Referring expression pointing data:
□ □ □

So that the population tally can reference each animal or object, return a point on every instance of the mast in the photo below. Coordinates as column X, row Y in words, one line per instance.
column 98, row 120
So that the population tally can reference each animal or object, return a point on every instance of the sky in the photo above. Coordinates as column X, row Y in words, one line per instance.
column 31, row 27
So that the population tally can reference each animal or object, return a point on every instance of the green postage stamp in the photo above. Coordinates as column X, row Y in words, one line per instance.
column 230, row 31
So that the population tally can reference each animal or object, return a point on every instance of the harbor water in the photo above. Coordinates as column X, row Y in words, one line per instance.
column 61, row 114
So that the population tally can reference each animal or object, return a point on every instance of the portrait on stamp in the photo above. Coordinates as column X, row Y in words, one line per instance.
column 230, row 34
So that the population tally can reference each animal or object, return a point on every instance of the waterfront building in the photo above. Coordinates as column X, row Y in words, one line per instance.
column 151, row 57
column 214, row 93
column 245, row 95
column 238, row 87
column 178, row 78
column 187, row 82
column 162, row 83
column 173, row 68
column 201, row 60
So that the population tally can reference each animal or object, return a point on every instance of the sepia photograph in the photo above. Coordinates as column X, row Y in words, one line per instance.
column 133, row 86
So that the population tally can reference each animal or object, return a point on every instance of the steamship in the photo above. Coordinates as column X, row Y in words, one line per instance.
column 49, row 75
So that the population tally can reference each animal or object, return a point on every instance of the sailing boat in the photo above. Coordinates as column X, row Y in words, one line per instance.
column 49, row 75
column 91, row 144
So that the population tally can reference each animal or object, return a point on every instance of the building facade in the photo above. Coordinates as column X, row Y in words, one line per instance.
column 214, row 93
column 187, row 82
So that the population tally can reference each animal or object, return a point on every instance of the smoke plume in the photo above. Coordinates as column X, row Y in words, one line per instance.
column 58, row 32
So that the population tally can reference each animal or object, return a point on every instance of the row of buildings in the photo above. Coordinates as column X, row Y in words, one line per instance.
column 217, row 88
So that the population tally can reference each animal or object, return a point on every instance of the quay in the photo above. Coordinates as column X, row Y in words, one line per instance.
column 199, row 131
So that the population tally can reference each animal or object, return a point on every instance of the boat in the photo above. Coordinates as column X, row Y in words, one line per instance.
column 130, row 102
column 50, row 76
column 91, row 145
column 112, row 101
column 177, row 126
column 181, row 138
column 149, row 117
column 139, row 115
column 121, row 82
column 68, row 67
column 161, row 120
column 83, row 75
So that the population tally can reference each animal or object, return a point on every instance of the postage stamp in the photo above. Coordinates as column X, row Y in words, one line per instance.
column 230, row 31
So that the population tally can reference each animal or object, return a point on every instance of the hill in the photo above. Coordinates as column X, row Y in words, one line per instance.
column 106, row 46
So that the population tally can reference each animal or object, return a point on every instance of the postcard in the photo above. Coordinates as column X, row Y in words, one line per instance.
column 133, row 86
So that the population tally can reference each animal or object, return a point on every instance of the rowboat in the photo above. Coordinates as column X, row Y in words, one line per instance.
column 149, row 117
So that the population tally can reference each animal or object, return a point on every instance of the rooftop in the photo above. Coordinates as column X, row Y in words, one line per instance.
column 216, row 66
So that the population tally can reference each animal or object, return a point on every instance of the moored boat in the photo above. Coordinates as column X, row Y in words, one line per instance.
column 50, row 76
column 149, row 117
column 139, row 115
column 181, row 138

□ □ □

- **Your instructions**
Copy every record again, keeping each word unchanged.

- **Solution to the problem**
So that the population tally can reference each animal or object, return a point on every instance of the mast in the photo below. Coordinates as column X, row Y in words, one line per instance.
column 98, row 120
So that the population tally can reference each animal or object, return a point on every instance of the sky in the photo above. Coordinates as column X, row Y in words, one line per instance.
column 31, row 27
So that the population tally can reference each animal or object, return a point on every instance of the green postage stamp in the photo above. Coordinates as column X, row Y in words, one line per instance.
column 230, row 31
So that the population tally can reference each animal or object, return a point on every instance of the harbor water in the photo above. Coordinates as column X, row Y in words, one line per instance.
column 61, row 114
So that the population tally can reference each animal or object, return a point on every instance of the portrait on stamp in the photo above. Coordinates as column X, row Y in words, one line per instance.
column 230, row 34
So that the population tally can reference each animal or object, return a point on every instance of the waterfront building in the photo above. Coordinates as column X, row Y in words, one line per instance.
column 151, row 57
column 214, row 93
column 245, row 95
column 238, row 87
column 178, row 78
column 187, row 82
column 162, row 83
column 173, row 68
column 201, row 60
So that the population tally can reference each animal or object, return a point on every instance of the sepia photograph in the photo above. Coordinates as column X, row Y in words, one line per instance.
column 133, row 86
So that the population tally can reference each animal or object, return a point on every instance of the steamship in the photo above. Coordinates as column X, row Y in words, one line per instance.
column 49, row 75
So that the population tally can reference each animal or object, return a point on every instance of the sailing boat in the photo above. Coordinates as column X, row Y in words, one line per instance.
column 49, row 75
column 91, row 144
So that the population tally can reference each animal or object, return a point on every instance of the building facade in the photo above. Coordinates as column X, row Y in words, one line per instance.
column 214, row 93
column 187, row 82
So that the population tally can reference each animal or object, return a point on every instance of the smoke plume in the photo above. Coordinates as column X, row Y in words, one line per instance.
column 58, row 32
So that the population tally can reference each animal or object, return a point on every instance of the row of buildings in the photo above. Coordinates as column X, row Y in words, one line per instance.
column 217, row 88
So that the population tally can reference each animal or object, return a point on every instance of the quay in the photo above. Coordinates as column X, row Y in words, one line per instance.
column 199, row 131
So that the population tally can reference each animal or object, return a point on every instance of the boat in the photo above. Coordinates as column X, row Y in words, one line per instance.
column 130, row 102
column 50, row 76
column 91, row 145
column 112, row 101
column 177, row 126
column 181, row 138
column 149, row 117
column 139, row 115
column 121, row 82
column 68, row 67
column 161, row 120
column 83, row 75
So that the population tally can reference each animal or object, return a point on every instance of the postage stamp in the photo above. Coordinates as column X, row Y in words, one line per instance.
column 230, row 31
So that the population tally can reference each animal or object, return a point on every instance of the hill in the photo above. Coordinates as column X, row Y in words, one line per instance.
column 106, row 46
So that the population tally can reference each animal or object, return a point on every instance of the postcard in the photo above. Coordinates as column X, row Y in words, one line per instance.
column 133, row 86
So that the population tally can reference each animal or object, return a point on every instance of the rowboat in the photo above. Coordinates as column X, row Y in words, one line per instance.
column 149, row 117
So that the population tally can reference each animal or object, return a point on every instance of the rooftop in the photo above. Coordinates as column X, row Y in words, one line per instance.
column 216, row 66
So that the population tally can reference each animal or object, return a point on every instance of the moored boat in the photo above. Coordinates as column X, row Y in words, one line per instance.
column 50, row 76
column 149, row 117
column 139, row 115
column 181, row 138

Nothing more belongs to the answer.